● **What this exercise asks**
- 1) Copy the symposium advice text word for word from "From our 5th" to "and Brenda Bass.".
- 2) Answer these questions using the symposium advice text:
(a) On what dates was the 5th Annual Symposium held?
(b) Which two University of Michigan faculty members led the panel discussion?
(c) What happens to a mentor's excitement?

From our 5th Annual Symposium: Advice to Trainees and Mentors

Top left to right: Markos Koutmos, Sara Aton, Chris Lima, and Kevin Weeks; bottom left to right: Feng Zhang, Tracy Johnson and Brenda Bass.

At the panel discussion of our 5th Annual Symposium held March 25–26, 2021, we asked the keynote speakers for advice for trainees and mentors. Brenda Bass from the University of Utah, Tracy Johnson from UCLA, Chris Lima from Sloan Kettering Institute, Kevin Weeks from University of North Carolina, and Feng Zhang from MIT drew from their personal experiences and shared best practices to become successful scientists. The discussion was led by University of Michigan faculty Sara Aton (Molecular, Cellular, and Developmental Biology) and Markos Koutmos (Chemistry and Biophysics), both members of the Center’s Executive Committee.

“Follow your passion” is a well-known recommendation, but it can take different meanings over time as you advance in your career. For example, a certain science might really speak to you and be really exciting, but you might find yourself alone on this path. In such a case, your passion might best be the leader. The advice is to take ownership of your path, and when it is not clear, trust that your passion will make things happen.

Passion is also contagious, and a mentor’s excitement transfers onto the mentees. A good connection between a mentor and a mentee is important in that a mentee needs a role model that they can admire so they accept advice from him or her. There is also a unique relationship between the mentor and each mentee. Each trainee has his/her own way of thinking, and it is the responsibility of the mentor to understand how his/her mentee processes information to best help the mentee. There is no formula across the board but leading by example, and staying empathetic, always applies.

● **Dataset extract**
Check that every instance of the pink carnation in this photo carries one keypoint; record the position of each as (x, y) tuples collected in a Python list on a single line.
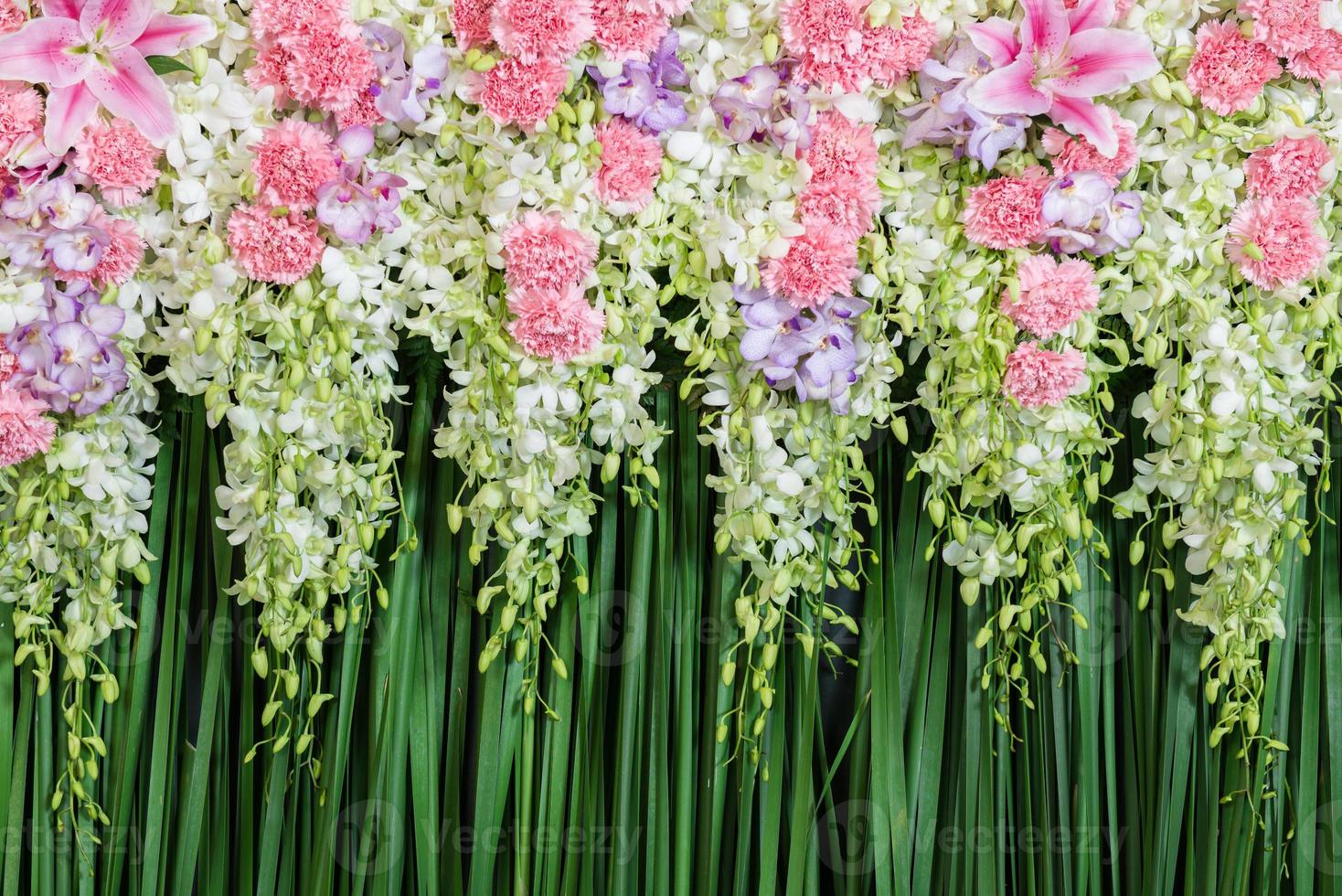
[(1006, 212), (1078, 155), (20, 114), (542, 254), (1283, 235), (516, 92), (534, 30), (120, 160), (25, 428), (280, 17), (120, 259), (1284, 26), (845, 207), (624, 32), (825, 30), (274, 249), (631, 164), (1289, 168), (293, 160), (272, 70), (361, 111), (819, 264), (1038, 377), (1319, 62), (472, 23), (327, 66), (842, 151), (11, 16), (1052, 295), (555, 324), (1228, 70)]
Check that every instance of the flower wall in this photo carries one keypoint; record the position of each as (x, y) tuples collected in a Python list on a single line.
[(825, 221)]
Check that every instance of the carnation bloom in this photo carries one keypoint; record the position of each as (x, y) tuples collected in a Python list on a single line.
[(534, 30), (823, 30), (542, 254), (1289, 168), (1078, 155), (1006, 212), (842, 206), (842, 151), (280, 17), (1283, 26), (817, 266), (624, 32), (1038, 377), (516, 92), (555, 324), (1228, 70), (1052, 295), (20, 114), (274, 249), (327, 66), (1275, 243), (120, 160), (472, 23), (293, 160), (631, 164), (25, 428)]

● **Task-by-task results**
- 1)
From our 5th Annual Symposium: Advice to Trainees and Mentors

Top left to right: Markos Koutmos, Sara Aton, Chris Lima, and Kevin Weeks; bottom left to right: Feng Zhang, Tracy Johnson and Brenda Bass.

- 2)
(a) March 25–26, 2021.
(b) Sara Aton and Markos Koutmos.
(c) It transfers onto the mentees.